▶ _GIVEN REQUEST_
Reproduce all of the records below word for word, omitting the pictures.

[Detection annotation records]
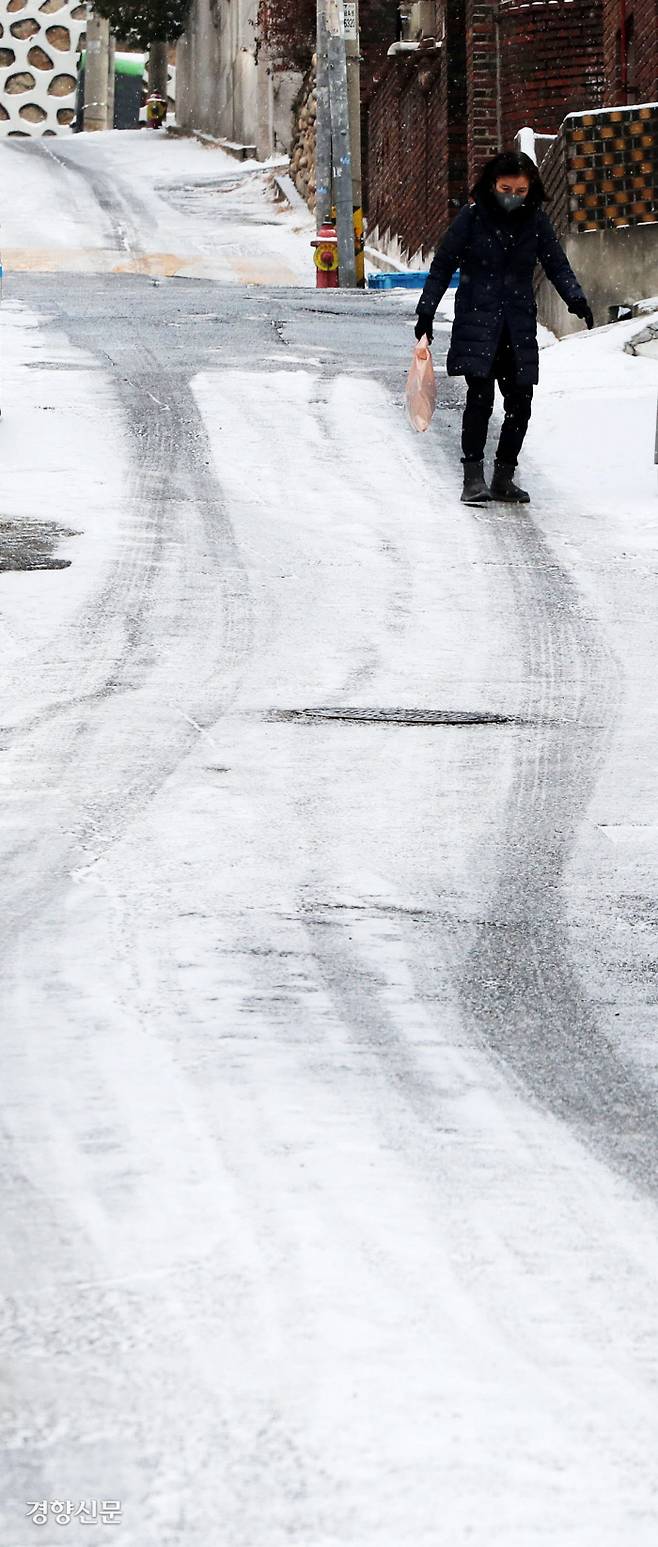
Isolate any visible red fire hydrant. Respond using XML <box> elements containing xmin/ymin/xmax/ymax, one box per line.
<box><xmin>311</xmin><ymin>223</ymin><xmax>338</xmax><ymax>289</ymax></box>
<box><xmin>146</xmin><ymin>91</ymin><xmax>167</xmax><ymax>128</ymax></box>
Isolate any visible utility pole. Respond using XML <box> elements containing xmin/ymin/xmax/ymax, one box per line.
<box><xmin>316</xmin><ymin>0</ymin><xmax>331</xmax><ymax>231</ymax></box>
<box><xmin>147</xmin><ymin>39</ymin><xmax>169</xmax><ymax>101</ymax></box>
<box><xmin>82</xmin><ymin>11</ymin><xmax>110</xmax><ymax>133</ymax></box>
<box><xmin>344</xmin><ymin>0</ymin><xmax>365</xmax><ymax>289</ymax></box>
<box><xmin>107</xmin><ymin>32</ymin><xmax>116</xmax><ymax>128</ymax></box>
<box><xmin>325</xmin><ymin>0</ymin><xmax>356</xmax><ymax>289</ymax></box>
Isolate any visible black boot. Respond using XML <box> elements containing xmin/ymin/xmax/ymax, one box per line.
<box><xmin>491</xmin><ymin>458</ymin><xmax>529</xmax><ymax>504</ymax></box>
<box><xmin>461</xmin><ymin>456</ymin><xmax>491</xmax><ymax>504</ymax></box>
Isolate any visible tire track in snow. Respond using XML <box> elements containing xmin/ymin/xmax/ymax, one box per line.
<box><xmin>460</xmin><ymin>492</ymin><xmax>658</xmax><ymax>1193</ymax></box>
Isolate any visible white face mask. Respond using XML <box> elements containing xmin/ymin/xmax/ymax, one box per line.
<box><xmin>494</xmin><ymin>189</ymin><xmax>526</xmax><ymax>215</ymax></box>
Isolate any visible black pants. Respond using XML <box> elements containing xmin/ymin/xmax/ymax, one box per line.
<box><xmin>461</xmin><ymin>331</ymin><xmax>533</xmax><ymax>467</ymax></box>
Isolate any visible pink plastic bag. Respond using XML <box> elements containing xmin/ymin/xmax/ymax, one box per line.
<box><xmin>406</xmin><ymin>339</ymin><xmax>437</xmax><ymax>432</ymax></box>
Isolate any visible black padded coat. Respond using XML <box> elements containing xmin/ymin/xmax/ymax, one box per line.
<box><xmin>418</xmin><ymin>198</ymin><xmax>584</xmax><ymax>387</ymax></box>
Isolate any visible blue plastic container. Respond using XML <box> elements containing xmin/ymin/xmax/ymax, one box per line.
<box><xmin>363</xmin><ymin>269</ymin><xmax>460</xmax><ymax>289</ymax></box>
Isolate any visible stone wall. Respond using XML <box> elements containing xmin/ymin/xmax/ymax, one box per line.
<box><xmin>0</xmin><ymin>0</ymin><xmax>87</xmax><ymax>138</ymax></box>
<box><xmin>290</xmin><ymin>56</ymin><xmax>316</xmax><ymax>210</ymax></box>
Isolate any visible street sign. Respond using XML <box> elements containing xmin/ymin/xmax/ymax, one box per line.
<box><xmin>345</xmin><ymin>0</ymin><xmax>358</xmax><ymax>40</ymax></box>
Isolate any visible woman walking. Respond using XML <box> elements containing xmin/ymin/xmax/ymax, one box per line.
<box><xmin>415</xmin><ymin>150</ymin><xmax>595</xmax><ymax>504</ymax></box>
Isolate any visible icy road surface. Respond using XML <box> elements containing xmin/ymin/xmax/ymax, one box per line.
<box><xmin>0</xmin><ymin>135</ymin><xmax>658</xmax><ymax>1547</ymax></box>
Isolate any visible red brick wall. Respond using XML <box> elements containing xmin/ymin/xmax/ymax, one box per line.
<box><xmin>368</xmin><ymin>50</ymin><xmax>451</xmax><ymax>255</ymax></box>
<box><xmin>499</xmin><ymin>0</ymin><xmax>604</xmax><ymax>145</ymax></box>
<box><xmin>604</xmin><ymin>0</ymin><xmax>658</xmax><ymax>107</ymax></box>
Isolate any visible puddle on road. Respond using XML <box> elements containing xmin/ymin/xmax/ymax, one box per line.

▶ _SOLUTION FOR THIS TASK_
Isolate any visible red fire hydrant. Respond using XML <box> elements containing xmin/ymin/xmax/ymax, one box per line.
<box><xmin>311</xmin><ymin>223</ymin><xmax>338</xmax><ymax>289</ymax></box>
<box><xmin>146</xmin><ymin>91</ymin><xmax>167</xmax><ymax>128</ymax></box>
Isolate any visible utility pole. Respond using XML <box> elements containing xmin/ymin/xmax/ymax, one box per line.
<box><xmin>316</xmin><ymin>0</ymin><xmax>331</xmax><ymax>231</ymax></box>
<box><xmin>147</xmin><ymin>39</ymin><xmax>169</xmax><ymax>101</ymax></box>
<box><xmin>82</xmin><ymin>11</ymin><xmax>110</xmax><ymax>133</ymax></box>
<box><xmin>344</xmin><ymin>0</ymin><xmax>365</xmax><ymax>289</ymax></box>
<box><xmin>107</xmin><ymin>32</ymin><xmax>116</xmax><ymax>128</ymax></box>
<box><xmin>325</xmin><ymin>0</ymin><xmax>356</xmax><ymax>289</ymax></box>
Isolate any visible black boot. Respond using XML <box> elements containing xmin/ymin/xmax/ymax, one box per line.
<box><xmin>491</xmin><ymin>458</ymin><xmax>529</xmax><ymax>504</ymax></box>
<box><xmin>461</xmin><ymin>456</ymin><xmax>491</xmax><ymax>504</ymax></box>
Isolate any visible tire track in snow. Respond using XML <box> elements containing xmin/ymin/xmax/ymax, one box per line.
<box><xmin>460</xmin><ymin>492</ymin><xmax>658</xmax><ymax>1193</ymax></box>
Isolate any visible white face mask. Respond using XML <box> elements containing xmin/ymin/xmax/ymax, one box per line.
<box><xmin>494</xmin><ymin>189</ymin><xmax>526</xmax><ymax>215</ymax></box>
Isolate any visible black pants. Respond using XML <box> elements containing xmin/ymin/xmax/ymax, one box per line.
<box><xmin>461</xmin><ymin>331</ymin><xmax>533</xmax><ymax>467</ymax></box>
Isolate any visible pink plastic bag. Respond using XML <box> elements containing xmin/ymin/xmax/ymax, one box per line.
<box><xmin>406</xmin><ymin>339</ymin><xmax>437</xmax><ymax>432</ymax></box>
Isolate any visible black padded coat. Respond using XML <box> elements containing xmin/ymin/xmax/ymax, one box per line.
<box><xmin>418</xmin><ymin>198</ymin><xmax>584</xmax><ymax>387</ymax></box>
Isolate any visible blue plastic container. Respond using XML <box> elements containing xmin/ymin/xmax/ymax, one box per line.
<box><xmin>363</xmin><ymin>269</ymin><xmax>460</xmax><ymax>289</ymax></box>
Isolate any visible stone wall. Respond using XML <box> elements containing xmin/ymin/xmax/ymax, one box per line.
<box><xmin>0</xmin><ymin>0</ymin><xmax>87</xmax><ymax>138</ymax></box>
<box><xmin>290</xmin><ymin>56</ymin><xmax>316</xmax><ymax>210</ymax></box>
Isolate any visible street sign. Respond using XML <box> elements containing xmin/ymin/xmax/ymax, one box per line.
<box><xmin>345</xmin><ymin>0</ymin><xmax>358</xmax><ymax>40</ymax></box>
Isolate any visible woman walking. Respond using XML <box> elements containing xmin/ymin/xmax/ymax, one box per line.
<box><xmin>415</xmin><ymin>150</ymin><xmax>595</xmax><ymax>504</ymax></box>
Isolate any visible icy road surface. Respond using XML <box> elements containing xmin/ymin/xmax/ymax, one box per line.
<box><xmin>0</xmin><ymin>135</ymin><xmax>658</xmax><ymax>1547</ymax></box>
Isolate any visible red brick wall. Respond using XML <box> elements containing xmin/ymin/xmax/ymax, one box per line.
<box><xmin>368</xmin><ymin>50</ymin><xmax>451</xmax><ymax>255</ymax></box>
<box><xmin>499</xmin><ymin>0</ymin><xmax>604</xmax><ymax>145</ymax></box>
<box><xmin>604</xmin><ymin>0</ymin><xmax>658</xmax><ymax>107</ymax></box>
Isolate any visible puddle on road. Respond using XML <box> elements containing xmin/ymin/xmax/ymax, one box per line.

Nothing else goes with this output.